» Given problem:
Please copy all of the data below word for word, leaving the pictures out of your answer.

» The data:
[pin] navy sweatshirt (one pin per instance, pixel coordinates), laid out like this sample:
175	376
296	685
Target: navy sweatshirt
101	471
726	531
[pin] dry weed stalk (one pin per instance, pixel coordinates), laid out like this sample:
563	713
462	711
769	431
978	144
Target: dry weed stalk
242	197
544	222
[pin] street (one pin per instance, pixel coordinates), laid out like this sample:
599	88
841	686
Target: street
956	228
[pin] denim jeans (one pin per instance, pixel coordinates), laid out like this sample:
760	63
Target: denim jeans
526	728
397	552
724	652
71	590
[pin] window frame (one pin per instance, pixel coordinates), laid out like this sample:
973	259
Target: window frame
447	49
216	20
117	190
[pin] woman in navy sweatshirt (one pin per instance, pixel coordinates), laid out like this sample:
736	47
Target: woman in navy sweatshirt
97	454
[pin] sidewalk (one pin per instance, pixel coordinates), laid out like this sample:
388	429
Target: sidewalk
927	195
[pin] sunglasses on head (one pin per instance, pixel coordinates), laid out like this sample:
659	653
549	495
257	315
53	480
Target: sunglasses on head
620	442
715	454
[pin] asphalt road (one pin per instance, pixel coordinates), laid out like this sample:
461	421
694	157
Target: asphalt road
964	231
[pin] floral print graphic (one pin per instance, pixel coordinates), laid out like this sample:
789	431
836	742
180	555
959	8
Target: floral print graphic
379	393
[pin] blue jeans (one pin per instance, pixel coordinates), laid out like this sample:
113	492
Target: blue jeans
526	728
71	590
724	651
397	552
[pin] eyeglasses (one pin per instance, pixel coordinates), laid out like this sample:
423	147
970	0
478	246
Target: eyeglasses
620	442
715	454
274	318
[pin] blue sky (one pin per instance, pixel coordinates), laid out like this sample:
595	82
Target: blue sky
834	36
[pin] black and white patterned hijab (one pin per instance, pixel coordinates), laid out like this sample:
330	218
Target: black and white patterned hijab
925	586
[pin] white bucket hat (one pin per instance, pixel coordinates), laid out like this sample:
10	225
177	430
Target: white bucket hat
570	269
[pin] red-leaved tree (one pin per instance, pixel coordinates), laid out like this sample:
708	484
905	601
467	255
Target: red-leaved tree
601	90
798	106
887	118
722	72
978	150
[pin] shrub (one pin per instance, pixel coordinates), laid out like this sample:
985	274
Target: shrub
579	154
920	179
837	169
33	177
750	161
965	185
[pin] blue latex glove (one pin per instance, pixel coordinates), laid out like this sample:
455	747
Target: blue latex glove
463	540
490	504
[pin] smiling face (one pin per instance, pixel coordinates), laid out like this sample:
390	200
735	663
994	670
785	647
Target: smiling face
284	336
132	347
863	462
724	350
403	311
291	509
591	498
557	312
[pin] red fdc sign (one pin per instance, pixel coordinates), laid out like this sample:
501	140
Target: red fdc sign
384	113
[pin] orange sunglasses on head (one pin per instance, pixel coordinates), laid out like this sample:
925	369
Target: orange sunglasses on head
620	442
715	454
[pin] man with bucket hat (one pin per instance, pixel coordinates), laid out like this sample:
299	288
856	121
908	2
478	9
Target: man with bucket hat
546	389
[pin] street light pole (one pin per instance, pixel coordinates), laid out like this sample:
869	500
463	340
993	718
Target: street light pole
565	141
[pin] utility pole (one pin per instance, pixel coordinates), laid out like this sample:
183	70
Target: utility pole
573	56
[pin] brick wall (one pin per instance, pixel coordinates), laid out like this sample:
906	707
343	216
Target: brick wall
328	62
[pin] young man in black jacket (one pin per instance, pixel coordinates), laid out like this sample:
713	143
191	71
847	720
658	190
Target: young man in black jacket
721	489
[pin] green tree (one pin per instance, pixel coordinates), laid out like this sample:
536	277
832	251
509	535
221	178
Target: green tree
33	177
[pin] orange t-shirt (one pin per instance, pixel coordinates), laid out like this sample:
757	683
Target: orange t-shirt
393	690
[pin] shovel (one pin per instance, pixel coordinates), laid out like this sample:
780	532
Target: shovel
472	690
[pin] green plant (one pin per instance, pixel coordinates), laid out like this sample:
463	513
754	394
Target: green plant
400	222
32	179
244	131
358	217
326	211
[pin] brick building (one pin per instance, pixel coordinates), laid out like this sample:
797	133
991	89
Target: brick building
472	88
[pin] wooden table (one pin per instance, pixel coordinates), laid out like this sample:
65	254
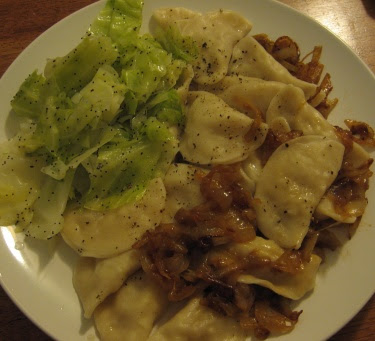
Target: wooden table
21	21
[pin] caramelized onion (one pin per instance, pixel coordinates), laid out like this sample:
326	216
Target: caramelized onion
188	257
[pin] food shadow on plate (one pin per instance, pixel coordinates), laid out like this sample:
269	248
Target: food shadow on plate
369	6
12	125
50	251
332	256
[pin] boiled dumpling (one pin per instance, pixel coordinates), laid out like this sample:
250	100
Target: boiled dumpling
292	183
354	158
94	279
290	104
284	284
246	94
184	83
182	183
105	234
216	133
215	33
251	168
131	312
251	59
197	322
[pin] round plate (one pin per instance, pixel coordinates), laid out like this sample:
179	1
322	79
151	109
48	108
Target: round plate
38	276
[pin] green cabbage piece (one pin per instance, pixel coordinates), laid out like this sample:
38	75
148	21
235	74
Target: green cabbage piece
181	47
123	167
49	207
94	126
166	107
20	183
147	69
73	71
120	20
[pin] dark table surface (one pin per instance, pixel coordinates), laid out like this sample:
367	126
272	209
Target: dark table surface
21	22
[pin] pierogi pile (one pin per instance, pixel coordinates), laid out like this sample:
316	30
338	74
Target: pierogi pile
243	110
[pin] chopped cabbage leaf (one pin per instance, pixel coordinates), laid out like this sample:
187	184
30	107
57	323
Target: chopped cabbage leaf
75	70
119	19
181	47
123	167
20	183
48	209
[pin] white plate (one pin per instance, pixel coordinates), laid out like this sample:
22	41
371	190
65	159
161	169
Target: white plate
39	279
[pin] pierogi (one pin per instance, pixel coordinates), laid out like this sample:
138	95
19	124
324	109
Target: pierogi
235	95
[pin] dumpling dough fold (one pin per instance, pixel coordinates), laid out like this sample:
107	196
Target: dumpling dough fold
215	33
131	312
105	234
251	59
182	183
245	93
197	322
216	133
94	278
284	284
292	183
290	104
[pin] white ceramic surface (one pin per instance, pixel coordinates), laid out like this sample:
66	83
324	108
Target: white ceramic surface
38	277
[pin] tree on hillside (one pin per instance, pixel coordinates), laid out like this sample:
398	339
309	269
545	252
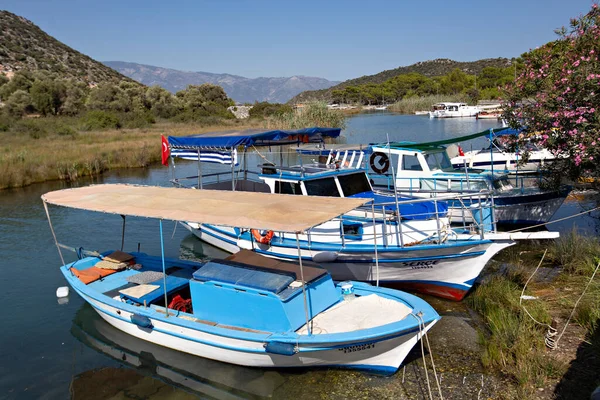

» Exercise output:
[pin] navy sweatshirt (one pin per instance, pixel coordinates), laid out like this sample:
175	376
296	685
Target: navy sweatshirt
101	471
726	531
[pin] dry weed stalk (one pin per instance, pixel coordinates), laid out like this sample:
563	713
462	711
769	431
978	144
Target: dry weed stalk
242	197
544	222
[pin] street (one pin per instance, pixel coordinates), laid out like this sample:
599	88
841	686
Target: street
956	228
[pin] denim jeans (one pin per instance, pixel coordinates), laid out like this sample:
760	63
Target: denim jeans
526	728
397	552
724	652
71	590
[pin] window frame (one pin per instance, pixel coordinates), laid out like this sample:
973	259
Target: window frame
447	49
216	20
117	190
[pin] woman in navy sweatshirt (one pin per instance, pixel coordinates), laid out like this sample:
736	47
Target: woman in navy sweatshirt
97	454
[pin] sidewalk (one pin per instance, pixel coordinates), laid out like this sample:
388	429
Target: sidewalk
927	195
[pin] sunglasses on head (one pin per instance, pixel coordinates), laid out like this sample:
659	653
549	495
257	315
53	480
Target: sunglasses on head
620	442
715	454
[pin] asphalt road (one pin per instance, pixel coordinates), laid out like this sample:
461	421
694	157
Target: asphalt road
964	231
[pin] floral print graphic (one pin per instance, pixel coordinates), laid out like this sample:
789	431
836	742
180	555
959	8
Target: floral print graphic
379	393
[pin] blue jeans (one pin per instance, pixel coordinates), laid out like this sample:
113	492
Target: blue jeans
526	728
71	590
724	651
397	552
[pin] eyeglasses (one pin per instance, pixel coordinates), laid out like this sample:
423	147
970	0
478	246
Target: eyeglasses
620	442
715	454
274	318
[pin] blue sky (one pin per instance, pixel coordinates), laid out like this sample:
595	82
Target: blue sky
834	36
[pin] black and white patterned hijab (one pin per instance, pixel coordinates), laid out like this sample:
330	218
Target: black and white patterned hijab
925	586
[pin] white bucket hat (one pin per instance, pixel coordinates), laid out like this sample:
10	225
177	430
Target: white bucket hat
570	269
[pin] red-leaved tree (one pin per instance, pixel coordinates), laid out like this sample:
708	484
905	601
467	255
Target: red-leaved tree
601	90
798	106
887	118
722	72
978	150
[pin] shrub (one pin per instance, pixel coordinates), laid out like this sample:
985	274
Target: shrub
579	154
920	179
837	169
33	177
750	161
965	185
[pin] blue latex glove (one pin per instance, pixel coordinates), laid out like this sample:
455	747
Target: blue latex glove
463	540
490	504
[pin] smiling face (one pin per instance, pixel coordinates), laid out like this sample:
390	200
735	663
994	670
785	647
Target: smiling face
284	336
132	347
863	462
724	350
403	311
291	509
591	498
557	312
[pin] red fdc sign (one pin per instance, pixel coordinates), laid out like this sample:
501	140
Target: red fdc sign
384	113
[pin] orange sunglasses on head (one pin per instance, pixel coordinates), laid out like this sample:
925	369
Target: orange sunglasses on head
620	442
715	454
[pin] man with bucket hat (one pin per instance, pixel coordinates), laid out like this sample:
299	288
856	121
908	2
478	9
Target: man with bucket hat
546	389
[pin] street light pole (one pin per instance, pixel coordinates), laid out like this sample:
869	500
463	340
993	718
Target: street light pole
565	141
[pin] utility pole (one pin per instance, pixel coordinates), laid out like this sample:
183	70
Target: utility pole
573	56
[pin] brick wall (one pin per instance, pixel coordinates), laid out like this sample:
906	707
343	216
Target: brick wall
328	62
[pin] young man in black jacket (one pin per instance, pixel coordinates), laid out like this sample:
713	143
191	71
847	720
658	190
Target: young man in black jacket
721	489
[pin] green tree (one pin per instance, pixel coordinates), laid out like this sample:
536	277
832	251
509	535
221	178
Target: green tree
33	177
[pin] orange t-shirt (one pin per instance, pixel coordinates), laid out like this sample:
757	683
Target: orange t-shirt
393	690
[pin] shovel (one pin per instance, pixel coordinates), laid out like this sample:
780	532
Target: shovel
472	690
[pin] green plant (one pin per instance, pixel coordinates), laid out like this sample:
463	513
754	394
Target: green plant
400	222
32	179
244	131
358	217
326	211
[pin] brick building (one pin per instance, pixel coordinates), laid out like this sample:
797	133
991	89
Target: brick building
472	88
[pin] wooden table (one pin per instance, pixel coordinates), laid out like this sample:
65	254
Target: wooden table
21	21
[pin] caramelized onion (one pin per instance, pixel coordinates), laid out like this sample:
326	216
Target: caramelized onion
188	257
[pin] food shadow on plate (one pin per instance, pixel coordinates), laid out like this sample:
269	248
Target: food shadow on plate
369	6
12	125
50	251
332	256
[pin] boiled dumpling (one pin per instance, pixel coordinates), laid out like this sample:
250	100
Target: boiled dumpling
292	183
354	158
94	279
290	104
284	284
246	94
184	83
182	183
105	234
216	133
215	33
251	168
131	312
251	59
197	322
[pin] round plate (one pin per instance, pixel coordinates), laid out like this sample:
179	1
322	79
151	109
48	108
Target: round plate
38	276
[pin] green cabbage piece (one pin per instance, pixel coordinates), laid out like this sample:
38	75
148	21
235	74
Target: green cabbage piece
181	47
123	167
49	207
94	126
166	107
20	183
147	69
73	71
120	20
[pin] dark table surface (one pin per instance, pixel coordinates), laid out like this sample:
367	126
272	209
Target: dark table surface
21	22
[pin] pierogi pile (one pin per instance, pixel coordinates), laid out like this sample:
316	30
338	74
Target: pierogi pile
243	110
[pin] chopped cabbage leaf (one pin per instance, pixel coordinates), laid out like this sample:
187	184
30	107
57	323
Target: chopped cabbage leaf
75	70
119	19
181	47
123	167
20	183
48	209
[pin] white plate (one pin per instance, pixel coordinates), laid out like this sample:
22	41
371	190
65	159
161	169
Target: white plate
39	279
[pin] pierogi (one pin per instance, pixel coordinates), laid out like this sample:
138	95
19	124
324	109
Target: pierogi
235	95
[pin] dumpling dough fold (one pin per instance, pixel coordinates), laid out like this sample:
107	196
Target: dumpling dough fold
215	33
131	312
105	234
251	59
182	183
245	93
197	322
216	133
94	278
284	284
292	183
290	104
[pin] white ceramic surface (one pin per instance, pixel coordinates), laid out like this sample:
66	83
324	108
Target: white ceramic surface
38	277
[pin] tree on hillside (one pin per instance, pixel coordinates), laid out like this sample:
398	339
309	269
545	252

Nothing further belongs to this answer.